• _EXERCISE DATA_:
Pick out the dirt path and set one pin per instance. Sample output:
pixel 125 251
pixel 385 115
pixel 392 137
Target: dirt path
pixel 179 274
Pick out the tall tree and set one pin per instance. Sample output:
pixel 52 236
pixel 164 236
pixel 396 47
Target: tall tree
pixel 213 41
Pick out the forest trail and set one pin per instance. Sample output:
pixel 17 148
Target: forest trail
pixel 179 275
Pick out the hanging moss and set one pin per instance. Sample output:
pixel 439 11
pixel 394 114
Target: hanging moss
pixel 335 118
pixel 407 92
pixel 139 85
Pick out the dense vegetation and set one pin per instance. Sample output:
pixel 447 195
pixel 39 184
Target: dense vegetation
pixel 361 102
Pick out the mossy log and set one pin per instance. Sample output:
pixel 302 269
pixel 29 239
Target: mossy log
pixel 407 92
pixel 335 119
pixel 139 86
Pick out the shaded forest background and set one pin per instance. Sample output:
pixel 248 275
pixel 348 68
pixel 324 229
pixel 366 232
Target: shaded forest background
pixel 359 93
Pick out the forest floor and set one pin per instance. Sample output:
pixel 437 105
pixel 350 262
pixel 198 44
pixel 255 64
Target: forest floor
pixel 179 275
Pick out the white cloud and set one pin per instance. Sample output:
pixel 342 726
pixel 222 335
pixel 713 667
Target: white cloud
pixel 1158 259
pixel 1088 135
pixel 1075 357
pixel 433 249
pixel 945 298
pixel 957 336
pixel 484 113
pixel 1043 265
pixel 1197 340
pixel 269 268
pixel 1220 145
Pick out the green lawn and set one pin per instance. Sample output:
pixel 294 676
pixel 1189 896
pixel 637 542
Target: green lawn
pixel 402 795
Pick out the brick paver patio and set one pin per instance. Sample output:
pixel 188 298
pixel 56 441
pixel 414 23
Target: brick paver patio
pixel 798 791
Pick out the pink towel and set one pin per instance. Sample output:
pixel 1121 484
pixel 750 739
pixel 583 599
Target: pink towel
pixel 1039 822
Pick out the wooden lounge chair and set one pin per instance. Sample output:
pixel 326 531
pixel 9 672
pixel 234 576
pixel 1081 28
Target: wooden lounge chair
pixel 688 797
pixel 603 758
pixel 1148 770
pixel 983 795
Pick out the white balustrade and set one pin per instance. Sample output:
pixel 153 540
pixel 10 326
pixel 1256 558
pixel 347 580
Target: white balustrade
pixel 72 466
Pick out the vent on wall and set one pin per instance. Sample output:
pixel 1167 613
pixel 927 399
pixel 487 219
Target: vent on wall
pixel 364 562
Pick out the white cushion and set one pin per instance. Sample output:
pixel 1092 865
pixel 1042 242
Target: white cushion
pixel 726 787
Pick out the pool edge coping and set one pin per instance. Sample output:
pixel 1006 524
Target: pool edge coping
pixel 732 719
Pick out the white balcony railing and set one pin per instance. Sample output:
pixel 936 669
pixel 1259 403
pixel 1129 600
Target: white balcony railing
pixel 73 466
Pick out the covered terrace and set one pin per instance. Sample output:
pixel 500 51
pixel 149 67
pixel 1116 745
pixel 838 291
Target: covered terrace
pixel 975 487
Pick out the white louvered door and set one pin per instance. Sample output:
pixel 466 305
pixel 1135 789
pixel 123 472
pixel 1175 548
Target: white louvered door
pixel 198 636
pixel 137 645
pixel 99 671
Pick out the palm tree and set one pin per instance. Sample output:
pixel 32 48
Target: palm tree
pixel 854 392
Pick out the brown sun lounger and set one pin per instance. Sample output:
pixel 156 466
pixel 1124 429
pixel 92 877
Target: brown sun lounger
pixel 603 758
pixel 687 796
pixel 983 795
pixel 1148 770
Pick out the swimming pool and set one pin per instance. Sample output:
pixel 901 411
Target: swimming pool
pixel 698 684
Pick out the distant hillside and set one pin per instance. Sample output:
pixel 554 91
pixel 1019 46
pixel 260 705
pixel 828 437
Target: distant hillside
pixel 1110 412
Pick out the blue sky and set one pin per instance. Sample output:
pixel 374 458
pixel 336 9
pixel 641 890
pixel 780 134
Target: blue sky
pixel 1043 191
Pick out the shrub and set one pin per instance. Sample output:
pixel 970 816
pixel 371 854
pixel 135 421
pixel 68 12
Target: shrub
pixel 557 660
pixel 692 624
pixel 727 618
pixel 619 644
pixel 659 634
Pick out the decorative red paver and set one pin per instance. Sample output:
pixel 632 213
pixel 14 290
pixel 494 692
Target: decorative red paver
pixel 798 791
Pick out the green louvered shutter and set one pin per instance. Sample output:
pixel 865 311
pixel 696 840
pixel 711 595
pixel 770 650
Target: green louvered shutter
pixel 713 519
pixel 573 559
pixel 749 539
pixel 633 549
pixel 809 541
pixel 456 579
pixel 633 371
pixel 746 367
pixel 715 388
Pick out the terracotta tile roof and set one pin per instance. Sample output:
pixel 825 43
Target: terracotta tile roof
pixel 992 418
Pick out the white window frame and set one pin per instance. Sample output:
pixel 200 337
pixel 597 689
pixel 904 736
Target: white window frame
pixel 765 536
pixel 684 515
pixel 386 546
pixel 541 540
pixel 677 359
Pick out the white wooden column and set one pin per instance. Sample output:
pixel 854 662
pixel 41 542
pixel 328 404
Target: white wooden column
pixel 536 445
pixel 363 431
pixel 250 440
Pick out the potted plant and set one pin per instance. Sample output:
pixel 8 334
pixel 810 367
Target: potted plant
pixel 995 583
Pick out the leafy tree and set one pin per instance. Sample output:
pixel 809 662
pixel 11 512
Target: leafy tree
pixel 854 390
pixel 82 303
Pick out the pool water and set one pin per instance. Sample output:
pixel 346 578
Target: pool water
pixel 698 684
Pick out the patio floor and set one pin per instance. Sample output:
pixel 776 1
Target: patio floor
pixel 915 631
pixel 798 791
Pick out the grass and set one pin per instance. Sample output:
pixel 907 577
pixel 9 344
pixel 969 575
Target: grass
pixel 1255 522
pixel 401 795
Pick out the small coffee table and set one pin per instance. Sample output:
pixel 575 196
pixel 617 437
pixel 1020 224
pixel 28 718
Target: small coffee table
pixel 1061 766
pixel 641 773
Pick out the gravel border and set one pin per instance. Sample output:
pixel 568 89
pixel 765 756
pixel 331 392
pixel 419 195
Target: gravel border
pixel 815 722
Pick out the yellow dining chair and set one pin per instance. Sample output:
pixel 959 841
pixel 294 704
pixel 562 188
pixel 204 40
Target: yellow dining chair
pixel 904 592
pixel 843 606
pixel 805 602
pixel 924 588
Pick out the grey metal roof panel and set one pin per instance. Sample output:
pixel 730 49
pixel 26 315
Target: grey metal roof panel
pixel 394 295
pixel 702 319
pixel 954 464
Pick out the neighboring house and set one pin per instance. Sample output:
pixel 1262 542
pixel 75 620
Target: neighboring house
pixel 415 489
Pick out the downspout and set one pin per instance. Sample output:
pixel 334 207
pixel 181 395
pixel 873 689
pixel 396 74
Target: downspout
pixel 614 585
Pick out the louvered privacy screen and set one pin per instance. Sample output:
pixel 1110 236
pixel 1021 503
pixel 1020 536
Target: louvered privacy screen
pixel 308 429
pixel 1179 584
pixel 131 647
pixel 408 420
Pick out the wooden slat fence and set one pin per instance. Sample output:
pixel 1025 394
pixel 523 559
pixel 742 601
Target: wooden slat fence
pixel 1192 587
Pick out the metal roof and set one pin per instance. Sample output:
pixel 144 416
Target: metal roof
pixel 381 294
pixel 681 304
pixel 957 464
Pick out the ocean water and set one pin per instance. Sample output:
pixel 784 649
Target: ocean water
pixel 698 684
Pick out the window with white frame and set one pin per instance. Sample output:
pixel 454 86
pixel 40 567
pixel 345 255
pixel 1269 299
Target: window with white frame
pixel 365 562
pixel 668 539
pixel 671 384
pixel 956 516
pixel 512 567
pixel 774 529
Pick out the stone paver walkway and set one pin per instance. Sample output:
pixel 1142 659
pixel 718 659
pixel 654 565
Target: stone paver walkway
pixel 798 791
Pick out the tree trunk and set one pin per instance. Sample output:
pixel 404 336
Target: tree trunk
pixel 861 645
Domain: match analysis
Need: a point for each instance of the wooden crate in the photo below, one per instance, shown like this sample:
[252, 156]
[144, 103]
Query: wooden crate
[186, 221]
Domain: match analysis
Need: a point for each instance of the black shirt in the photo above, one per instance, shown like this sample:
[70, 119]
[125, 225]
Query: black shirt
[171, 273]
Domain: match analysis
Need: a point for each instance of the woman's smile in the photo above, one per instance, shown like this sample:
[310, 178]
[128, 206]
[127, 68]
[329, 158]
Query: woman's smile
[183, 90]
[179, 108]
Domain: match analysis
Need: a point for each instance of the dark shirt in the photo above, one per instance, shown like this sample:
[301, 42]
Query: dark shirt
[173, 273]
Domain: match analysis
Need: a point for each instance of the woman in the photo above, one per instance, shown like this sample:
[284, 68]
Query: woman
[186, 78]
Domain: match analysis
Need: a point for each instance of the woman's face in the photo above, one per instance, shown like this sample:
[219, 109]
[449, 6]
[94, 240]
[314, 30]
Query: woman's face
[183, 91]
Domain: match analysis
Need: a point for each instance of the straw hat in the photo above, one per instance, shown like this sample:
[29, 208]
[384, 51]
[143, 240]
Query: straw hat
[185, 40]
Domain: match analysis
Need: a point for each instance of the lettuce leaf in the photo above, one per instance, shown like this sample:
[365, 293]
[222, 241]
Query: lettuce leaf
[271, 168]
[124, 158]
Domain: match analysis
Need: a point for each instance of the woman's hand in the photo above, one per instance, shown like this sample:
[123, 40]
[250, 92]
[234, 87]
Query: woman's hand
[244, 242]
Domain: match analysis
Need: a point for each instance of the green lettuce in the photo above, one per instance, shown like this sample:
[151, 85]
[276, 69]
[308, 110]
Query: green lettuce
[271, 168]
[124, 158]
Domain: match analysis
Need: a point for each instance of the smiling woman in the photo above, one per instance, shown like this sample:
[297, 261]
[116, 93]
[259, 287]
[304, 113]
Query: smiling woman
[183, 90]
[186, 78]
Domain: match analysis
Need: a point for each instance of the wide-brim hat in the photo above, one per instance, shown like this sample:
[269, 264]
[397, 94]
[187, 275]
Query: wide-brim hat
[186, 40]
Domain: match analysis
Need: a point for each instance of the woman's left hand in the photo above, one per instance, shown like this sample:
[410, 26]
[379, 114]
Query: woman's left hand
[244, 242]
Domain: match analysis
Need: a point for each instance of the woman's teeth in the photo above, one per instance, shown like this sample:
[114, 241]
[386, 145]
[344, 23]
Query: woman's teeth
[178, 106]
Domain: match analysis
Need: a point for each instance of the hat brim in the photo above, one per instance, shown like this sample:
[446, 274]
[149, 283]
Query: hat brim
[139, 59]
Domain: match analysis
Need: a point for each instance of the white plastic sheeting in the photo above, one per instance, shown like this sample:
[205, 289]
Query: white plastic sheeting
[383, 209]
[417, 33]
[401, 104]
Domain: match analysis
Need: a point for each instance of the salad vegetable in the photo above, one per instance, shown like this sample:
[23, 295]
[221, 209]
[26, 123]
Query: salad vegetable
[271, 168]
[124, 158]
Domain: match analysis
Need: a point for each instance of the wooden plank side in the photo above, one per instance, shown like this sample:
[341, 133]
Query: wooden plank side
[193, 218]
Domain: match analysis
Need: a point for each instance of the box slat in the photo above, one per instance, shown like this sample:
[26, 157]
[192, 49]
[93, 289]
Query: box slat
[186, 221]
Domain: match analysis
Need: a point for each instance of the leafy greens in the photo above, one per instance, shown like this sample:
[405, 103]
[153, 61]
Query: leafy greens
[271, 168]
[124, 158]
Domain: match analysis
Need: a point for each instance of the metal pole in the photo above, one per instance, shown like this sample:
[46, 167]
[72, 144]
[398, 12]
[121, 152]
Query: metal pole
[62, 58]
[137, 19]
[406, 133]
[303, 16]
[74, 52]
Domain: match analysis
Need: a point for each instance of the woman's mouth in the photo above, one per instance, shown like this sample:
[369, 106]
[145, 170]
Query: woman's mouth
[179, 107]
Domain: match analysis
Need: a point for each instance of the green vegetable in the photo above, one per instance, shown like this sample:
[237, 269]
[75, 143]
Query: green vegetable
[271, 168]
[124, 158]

• _GOAL_: Reproduce the data verbatim, beginning at the line that contains "Pick out the white wooden" and ending with the line that contains "pixel 82 303", both lines included.

• _EXERCISE RESPONSE_:
Pick out the white wooden column and set one pin per instance. Sample output:
pixel 854 662
pixel 41 542
pixel 328 404
Target: white wooden column
pixel 536 445
pixel 363 431
pixel 250 440
Pick out the potted plant and set one pin per instance. Sample output:
pixel 8 334
pixel 810 367
Target: potted plant
pixel 995 583
Pick out the leafy tree and set one pin per instance. Sample output:
pixel 809 662
pixel 11 512
Target: leafy tree
pixel 854 390
pixel 82 303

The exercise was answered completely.